■ WORK TO BE COMPLETED ■
Collect every line of the data below that contains the string "dome", and copy each one in full. Case counts.

■ THE DATA ■
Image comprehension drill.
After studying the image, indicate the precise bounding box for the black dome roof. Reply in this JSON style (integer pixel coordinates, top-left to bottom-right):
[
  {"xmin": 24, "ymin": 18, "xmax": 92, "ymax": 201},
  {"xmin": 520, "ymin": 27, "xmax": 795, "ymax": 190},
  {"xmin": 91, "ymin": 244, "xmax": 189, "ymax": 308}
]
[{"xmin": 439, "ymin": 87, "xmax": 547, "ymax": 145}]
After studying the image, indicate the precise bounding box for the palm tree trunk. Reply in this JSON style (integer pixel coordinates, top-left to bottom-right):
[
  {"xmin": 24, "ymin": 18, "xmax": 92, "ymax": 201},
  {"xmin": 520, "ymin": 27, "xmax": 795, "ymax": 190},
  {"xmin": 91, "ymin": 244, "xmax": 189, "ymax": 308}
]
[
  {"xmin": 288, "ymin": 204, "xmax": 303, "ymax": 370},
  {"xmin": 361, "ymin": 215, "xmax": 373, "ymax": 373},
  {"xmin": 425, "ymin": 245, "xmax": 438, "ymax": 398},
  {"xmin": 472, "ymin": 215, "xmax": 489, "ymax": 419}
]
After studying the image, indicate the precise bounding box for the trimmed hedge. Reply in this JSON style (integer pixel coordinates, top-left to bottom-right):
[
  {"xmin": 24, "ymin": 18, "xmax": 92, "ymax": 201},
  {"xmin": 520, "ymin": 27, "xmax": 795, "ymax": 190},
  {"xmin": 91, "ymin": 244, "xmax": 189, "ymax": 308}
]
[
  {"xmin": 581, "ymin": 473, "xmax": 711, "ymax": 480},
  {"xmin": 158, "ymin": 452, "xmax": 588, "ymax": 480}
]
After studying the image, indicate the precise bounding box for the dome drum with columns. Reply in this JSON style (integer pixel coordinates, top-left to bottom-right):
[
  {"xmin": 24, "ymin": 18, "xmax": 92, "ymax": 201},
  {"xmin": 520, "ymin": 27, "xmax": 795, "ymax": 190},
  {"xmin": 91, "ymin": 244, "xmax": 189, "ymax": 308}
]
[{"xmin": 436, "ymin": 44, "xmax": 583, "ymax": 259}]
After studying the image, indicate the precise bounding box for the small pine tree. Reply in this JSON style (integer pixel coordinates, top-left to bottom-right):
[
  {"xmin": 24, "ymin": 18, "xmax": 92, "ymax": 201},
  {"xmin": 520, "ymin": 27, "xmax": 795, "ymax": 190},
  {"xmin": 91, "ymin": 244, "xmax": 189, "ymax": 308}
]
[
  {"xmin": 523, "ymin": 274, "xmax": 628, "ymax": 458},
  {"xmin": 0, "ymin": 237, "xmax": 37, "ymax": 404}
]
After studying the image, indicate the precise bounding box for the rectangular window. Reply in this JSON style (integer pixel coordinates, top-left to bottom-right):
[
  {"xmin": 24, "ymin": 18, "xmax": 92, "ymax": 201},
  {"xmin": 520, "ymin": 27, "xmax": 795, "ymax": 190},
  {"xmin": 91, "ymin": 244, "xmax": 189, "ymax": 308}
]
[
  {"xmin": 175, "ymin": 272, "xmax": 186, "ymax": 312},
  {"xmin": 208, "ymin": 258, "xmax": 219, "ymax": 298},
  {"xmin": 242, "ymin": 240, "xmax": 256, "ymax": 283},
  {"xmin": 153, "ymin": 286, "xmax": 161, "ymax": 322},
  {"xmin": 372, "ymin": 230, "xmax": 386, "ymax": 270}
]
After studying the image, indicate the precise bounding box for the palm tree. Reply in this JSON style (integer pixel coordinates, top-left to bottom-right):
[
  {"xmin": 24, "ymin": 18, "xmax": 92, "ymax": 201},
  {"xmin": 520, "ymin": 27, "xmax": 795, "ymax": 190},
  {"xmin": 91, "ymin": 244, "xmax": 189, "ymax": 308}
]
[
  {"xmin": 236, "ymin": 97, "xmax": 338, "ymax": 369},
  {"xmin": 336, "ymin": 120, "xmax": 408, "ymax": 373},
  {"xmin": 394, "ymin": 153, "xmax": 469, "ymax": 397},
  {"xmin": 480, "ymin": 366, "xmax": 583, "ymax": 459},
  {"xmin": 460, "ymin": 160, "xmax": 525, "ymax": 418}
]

■ COMPLETE OUTPUT ■
After studying the image, indicate the precise bounding box for the black dome roof. Reply in this JSON style (integer pixel coordinates, top-left to bottom-right):
After studying the image, indicate the precise bounding box for the dome drum with columns. Reply in this JSON style (integer pixel coordinates, top-left to bottom-right):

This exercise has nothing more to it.